> _Data entries_
________________________

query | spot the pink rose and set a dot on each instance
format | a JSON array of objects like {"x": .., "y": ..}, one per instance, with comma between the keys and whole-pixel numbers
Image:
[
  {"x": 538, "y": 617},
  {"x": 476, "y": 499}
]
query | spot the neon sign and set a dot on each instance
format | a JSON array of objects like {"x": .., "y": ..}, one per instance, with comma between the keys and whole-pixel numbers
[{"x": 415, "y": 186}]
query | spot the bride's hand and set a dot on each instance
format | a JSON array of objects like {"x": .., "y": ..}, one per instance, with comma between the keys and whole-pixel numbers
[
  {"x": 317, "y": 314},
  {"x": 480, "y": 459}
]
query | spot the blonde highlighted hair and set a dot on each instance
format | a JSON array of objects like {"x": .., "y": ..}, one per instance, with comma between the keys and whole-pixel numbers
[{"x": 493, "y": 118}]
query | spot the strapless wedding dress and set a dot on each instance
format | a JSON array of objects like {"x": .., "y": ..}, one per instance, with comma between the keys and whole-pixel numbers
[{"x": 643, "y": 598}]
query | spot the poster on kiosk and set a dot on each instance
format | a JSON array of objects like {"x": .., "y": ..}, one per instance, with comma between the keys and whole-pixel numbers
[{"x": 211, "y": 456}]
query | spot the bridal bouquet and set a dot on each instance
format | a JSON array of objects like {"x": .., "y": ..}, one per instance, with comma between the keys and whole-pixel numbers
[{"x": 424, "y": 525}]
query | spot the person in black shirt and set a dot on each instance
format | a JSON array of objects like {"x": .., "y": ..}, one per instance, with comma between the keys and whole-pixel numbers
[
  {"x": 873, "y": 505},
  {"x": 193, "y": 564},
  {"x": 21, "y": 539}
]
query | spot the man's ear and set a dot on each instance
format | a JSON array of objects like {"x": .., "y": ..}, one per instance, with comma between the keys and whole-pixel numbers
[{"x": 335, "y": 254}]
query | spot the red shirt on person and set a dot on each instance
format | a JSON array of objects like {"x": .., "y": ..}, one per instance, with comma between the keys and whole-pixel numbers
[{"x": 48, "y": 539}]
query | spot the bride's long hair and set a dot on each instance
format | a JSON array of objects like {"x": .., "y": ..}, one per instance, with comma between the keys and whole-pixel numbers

________________________

> _Description of the task_
Put all of the items above into a numbered list, leaving out any blank lines.

> _Response to this exercise_
1. query | spot the pink rose and set a dot on each instance
2. format | a JSON array of objects like {"x": .., "y": ..}, one per instance, with comma between the keys and whole-pixel numbers
3. Image:
4. [
5.   {"x": 538, "y": 617},
6.   {"x": 476, "y": 499}
7. ]
8. query | spot the neon sign and set a dot on each instance
9. format | a JSON array of objects like {"x": .., "y": ..}, one per instance, with comma between the keys and whole-pixel numbers
10. [{"x": 415, "y": 186}]
11. query | spot the bride's hand and set a dot on each instance
12. format | a JSON array of objects like {"x": .., "y": ..}, one per instance, with comma between the keys and whole-pixel numbers
13. [
14.   {"x": 317, "y": 314},
15.   {"x": 480, "y": 459}
16. ]
17. query | spot the blonde highlighted hair and set a dot on each instance
18. format | a JSON array of objects like {"x": .., "y": ..}, one per instance, with comma between the keys and whole-pixel numbers
19. [{"x": 493, "y": 118}]
20. query | spot the strapless wedding dress and set a dot on each instance
21. format | a JSON array of objects like {"x": .., "y": ..}, one per instance, with comma between the keys and whole-pixel numbers
22. [{"x": 643, "y": 598}]
23. query | spot the poster on kiosk and set a dot on each instance
24. format | a JSON array of objects like {"x": .., "y": ..}, one per instance, with comma between the keys and whole-pixel numbers
25. [{"x": 211, "y": 456}]
26. query | spot the bridal bouquet and set a dot on each instance
27. format | a JSON array of objects like {"x": .., "y": ..}, one per instance, with comma between the keys and whole-pixel numbers
28. [{"x": 424, "y": 525}]
29. query | spot the person in black shirt and set a dot on each instance
30. format | a JSON array of objects like {"x": .., "y": ..}, one per instance, with comma between the keys and whole-pixel numbers
31. [
32.   {"x": 873, "y": 505},
33.   {"x": 193, "y": 564},
34.   {"x": 21, "y": 539}
35. ]
36. query | spot the man's ear and set a dot on each instance
37. format | a JSON array of objects like {"x": .., "y": ..}, one per instance, with comma between the keys and whole-pixel numbers
38. [{"x": 335, "y": 254}]
39. query | spot the red shirt on person and set a dot on each instance
40. format | a JSON array of objects like {"x": .., "y": ..}, one per instance, with comma between the keys and whole-pixel numbers
41. [{"x": 48, "y": 539}]
42. query | spot the bride's long hair and set a dot on each instance
43. format | a JSON array of objects like {"x": .., "y": ..}, one per instance, with comma between the keys and whole-pixel numbers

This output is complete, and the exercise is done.